When I rinse my horse off after exercise when I have finished washing I scrape her as if she than goes in her stable or field and rolls she ends up filthy which defeats the reason of washing off.


----------



## Ambers Echo (11 July 2018)

The advice in Beijing was to hose till cool. Any warm water next to the body is displaced by fresh cool water. When you have finished hosing it makes no difference to further cooling whether you scrape or not. There are other reasons to scrape but it does not cool the horse better. This was advice in a hot, humid country. In a hot dry country leaving water on is helpful as the evaporation of the water cools the horse so allegedly pro endurance riders in gulf countries never scrape. Either way scraping is  never necessary for cooling though you may do it for other reasons of course. But at least my kids know the pony club take on  it and can pass pc tests! I wonder how many other old wives tales are passed on as fact  and even tested in exams. I don't agree with ignoring new evidence. If knowledge has moved on then that should be embraced. Or we would all still think the earth was flat!

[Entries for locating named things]
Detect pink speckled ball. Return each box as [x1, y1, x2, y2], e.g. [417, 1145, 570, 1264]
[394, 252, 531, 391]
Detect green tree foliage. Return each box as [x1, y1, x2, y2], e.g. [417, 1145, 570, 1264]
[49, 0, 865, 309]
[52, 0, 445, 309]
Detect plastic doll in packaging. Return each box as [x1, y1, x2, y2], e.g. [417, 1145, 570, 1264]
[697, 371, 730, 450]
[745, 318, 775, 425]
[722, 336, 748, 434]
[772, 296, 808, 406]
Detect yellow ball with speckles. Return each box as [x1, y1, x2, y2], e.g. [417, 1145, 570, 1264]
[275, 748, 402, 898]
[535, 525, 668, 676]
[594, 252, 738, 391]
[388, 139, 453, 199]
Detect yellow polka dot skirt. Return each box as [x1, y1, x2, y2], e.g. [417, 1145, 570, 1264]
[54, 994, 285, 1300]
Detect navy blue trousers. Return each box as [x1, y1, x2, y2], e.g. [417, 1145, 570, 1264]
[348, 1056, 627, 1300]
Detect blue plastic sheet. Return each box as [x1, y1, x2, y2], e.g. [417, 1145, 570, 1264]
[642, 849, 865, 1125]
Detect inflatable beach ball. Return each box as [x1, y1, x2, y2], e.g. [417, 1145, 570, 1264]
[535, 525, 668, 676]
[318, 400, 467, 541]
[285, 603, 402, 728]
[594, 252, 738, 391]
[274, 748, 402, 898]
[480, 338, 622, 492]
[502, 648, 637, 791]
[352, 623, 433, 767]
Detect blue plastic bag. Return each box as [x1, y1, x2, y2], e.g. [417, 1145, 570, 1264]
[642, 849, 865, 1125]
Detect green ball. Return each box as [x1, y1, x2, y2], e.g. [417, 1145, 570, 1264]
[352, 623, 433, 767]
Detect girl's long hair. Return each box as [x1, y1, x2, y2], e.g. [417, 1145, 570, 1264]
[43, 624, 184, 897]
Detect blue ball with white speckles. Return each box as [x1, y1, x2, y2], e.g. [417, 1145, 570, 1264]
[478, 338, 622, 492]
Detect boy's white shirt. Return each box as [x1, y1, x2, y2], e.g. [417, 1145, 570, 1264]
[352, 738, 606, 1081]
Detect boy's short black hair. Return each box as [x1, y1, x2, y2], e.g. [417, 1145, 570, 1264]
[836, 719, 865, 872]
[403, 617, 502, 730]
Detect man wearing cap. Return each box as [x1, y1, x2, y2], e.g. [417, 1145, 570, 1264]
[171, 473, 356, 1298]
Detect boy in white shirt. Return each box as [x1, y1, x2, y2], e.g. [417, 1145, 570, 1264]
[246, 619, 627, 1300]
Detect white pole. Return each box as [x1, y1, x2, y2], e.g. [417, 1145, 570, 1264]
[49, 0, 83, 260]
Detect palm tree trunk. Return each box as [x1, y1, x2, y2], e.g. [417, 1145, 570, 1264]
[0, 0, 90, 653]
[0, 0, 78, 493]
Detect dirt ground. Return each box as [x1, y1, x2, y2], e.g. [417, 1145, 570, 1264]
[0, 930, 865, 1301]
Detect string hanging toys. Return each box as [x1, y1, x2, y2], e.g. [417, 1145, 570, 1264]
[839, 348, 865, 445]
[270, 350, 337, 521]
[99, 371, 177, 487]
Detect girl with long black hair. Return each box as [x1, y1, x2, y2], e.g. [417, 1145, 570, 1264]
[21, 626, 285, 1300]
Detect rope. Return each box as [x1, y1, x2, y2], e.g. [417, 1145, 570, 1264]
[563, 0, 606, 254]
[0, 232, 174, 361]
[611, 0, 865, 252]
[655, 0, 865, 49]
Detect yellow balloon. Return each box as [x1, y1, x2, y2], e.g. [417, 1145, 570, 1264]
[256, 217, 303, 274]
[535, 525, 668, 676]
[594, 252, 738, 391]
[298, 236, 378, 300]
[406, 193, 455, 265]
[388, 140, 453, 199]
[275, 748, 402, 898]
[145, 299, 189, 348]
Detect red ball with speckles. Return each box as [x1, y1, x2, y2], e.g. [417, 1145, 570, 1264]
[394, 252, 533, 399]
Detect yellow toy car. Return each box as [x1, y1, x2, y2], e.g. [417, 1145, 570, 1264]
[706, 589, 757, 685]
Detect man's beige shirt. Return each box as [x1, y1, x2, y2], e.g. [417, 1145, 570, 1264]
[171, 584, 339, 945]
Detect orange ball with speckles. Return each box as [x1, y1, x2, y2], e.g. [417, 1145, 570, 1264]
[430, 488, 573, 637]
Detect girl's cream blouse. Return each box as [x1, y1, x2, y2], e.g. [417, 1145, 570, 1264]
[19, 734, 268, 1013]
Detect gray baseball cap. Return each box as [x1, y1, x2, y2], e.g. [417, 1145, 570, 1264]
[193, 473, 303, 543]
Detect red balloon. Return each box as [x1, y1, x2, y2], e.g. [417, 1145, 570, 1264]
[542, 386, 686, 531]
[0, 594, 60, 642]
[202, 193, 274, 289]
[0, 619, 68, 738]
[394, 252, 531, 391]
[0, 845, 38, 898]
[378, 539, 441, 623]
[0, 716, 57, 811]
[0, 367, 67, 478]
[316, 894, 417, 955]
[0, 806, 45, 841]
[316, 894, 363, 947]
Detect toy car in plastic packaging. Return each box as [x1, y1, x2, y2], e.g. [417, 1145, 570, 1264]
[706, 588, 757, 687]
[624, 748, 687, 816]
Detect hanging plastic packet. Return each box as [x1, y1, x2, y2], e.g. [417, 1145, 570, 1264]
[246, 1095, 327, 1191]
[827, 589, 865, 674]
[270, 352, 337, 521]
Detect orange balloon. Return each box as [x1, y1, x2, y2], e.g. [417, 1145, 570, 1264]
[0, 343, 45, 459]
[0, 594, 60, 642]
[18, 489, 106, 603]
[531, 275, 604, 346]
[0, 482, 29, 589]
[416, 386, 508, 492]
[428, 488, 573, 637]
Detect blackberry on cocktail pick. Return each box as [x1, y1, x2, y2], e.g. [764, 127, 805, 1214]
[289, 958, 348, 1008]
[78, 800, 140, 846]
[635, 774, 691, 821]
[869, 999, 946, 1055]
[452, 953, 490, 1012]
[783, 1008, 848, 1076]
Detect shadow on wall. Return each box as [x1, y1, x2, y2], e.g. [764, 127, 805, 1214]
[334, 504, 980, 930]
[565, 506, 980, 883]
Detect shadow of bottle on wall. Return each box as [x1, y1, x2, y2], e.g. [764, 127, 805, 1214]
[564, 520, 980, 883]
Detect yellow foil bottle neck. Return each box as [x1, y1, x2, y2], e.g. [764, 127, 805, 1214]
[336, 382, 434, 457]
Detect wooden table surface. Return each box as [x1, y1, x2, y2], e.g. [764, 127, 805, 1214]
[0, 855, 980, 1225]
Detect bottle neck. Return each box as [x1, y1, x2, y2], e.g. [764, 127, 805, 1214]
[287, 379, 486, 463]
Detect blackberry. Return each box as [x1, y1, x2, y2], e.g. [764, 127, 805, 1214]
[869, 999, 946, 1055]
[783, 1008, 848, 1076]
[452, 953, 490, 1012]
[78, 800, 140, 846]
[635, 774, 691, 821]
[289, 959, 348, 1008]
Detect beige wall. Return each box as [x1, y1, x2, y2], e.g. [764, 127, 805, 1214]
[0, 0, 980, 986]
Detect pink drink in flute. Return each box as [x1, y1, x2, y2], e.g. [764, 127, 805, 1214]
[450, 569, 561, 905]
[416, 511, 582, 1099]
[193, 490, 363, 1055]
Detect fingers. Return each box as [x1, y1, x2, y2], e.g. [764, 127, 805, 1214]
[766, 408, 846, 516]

[EXERCISE TASKS]:
#1 According to the forum post on cooling horses, what was the advice given in Beijing?
#2 Pick out every line of the entries that contains the string "long", treating uppercase and lowercase as different.
The forum post on cooling horses has no connection to the entries.

[TASK RESPONSES]:
#1 To hose till cool.

#2
Detect girl's long hair. Return each box as [x1, y1, x2, y2], e.g. [417, 1145, 570, 1264]
Detect girl with long black hair. Return each box as [x1, y1, x2, y2], e.g. [417, 1145, 570, 1264]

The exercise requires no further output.